## Your goal
Below are some records; give them all again exactly, but not the pictures.

........

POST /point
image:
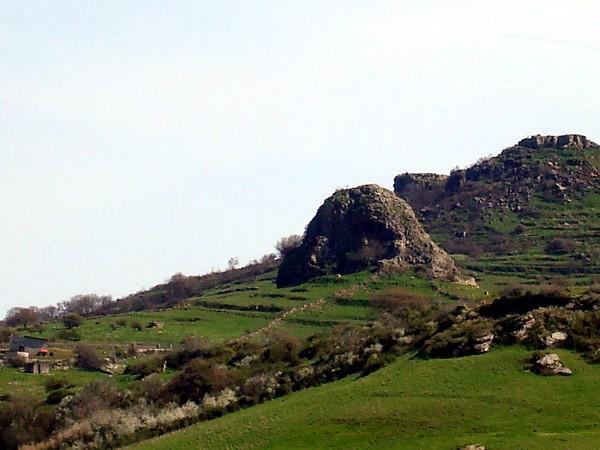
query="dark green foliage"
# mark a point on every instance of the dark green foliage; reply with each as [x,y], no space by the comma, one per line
[458,340]
[399,302]
[560,246]
[68,334]
[87,357]
[199,377]
[518,301]
[72,320]
[22,421]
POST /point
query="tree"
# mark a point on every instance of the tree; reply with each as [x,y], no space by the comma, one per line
[199,377]
[72,320]
[287,244]
[86,357]
[87,304]
[233,263]
[22,317]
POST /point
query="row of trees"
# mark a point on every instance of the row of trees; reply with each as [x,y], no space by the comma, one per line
[178,286]
[84,305]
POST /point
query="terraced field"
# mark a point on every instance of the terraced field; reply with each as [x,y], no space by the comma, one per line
[418,404]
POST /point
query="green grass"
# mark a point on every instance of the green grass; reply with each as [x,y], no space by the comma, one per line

........

## Full answer
POST /point
image:
query="dark green foliage"
# mark a point on every instance of the dark green foliage; reply with each as [x,y], no space by the comma, one per line
[458,340]
[399,302]
[560,246]
[68,334]
[87,357]
[199,377]
[518,301]
[72,320]
[22,421]
POST /point
query="tree"
# mark a point on every instance of the tree; reply with each as [x,y], no space by the comma, one per line
[199,377]
[72,320]
[287,244]
[86,357]
[87,304]
[233,263]
[22,317]
POST /point
query="row of trees"
# mark a point on every instance of the row of trees; reply with each as [x,y], no space by the comma, one per line
[178,286]
[84,305]
POST /point
query="terraced field"
# mark a point on every instance of the terraced field; reply with each as [x,y], no space by the comma, one per line
[418,404]
POST /point
query="green grass"
# mark a point on every instance of the green grass; reply with each as [x,y], no space by the comma, one per line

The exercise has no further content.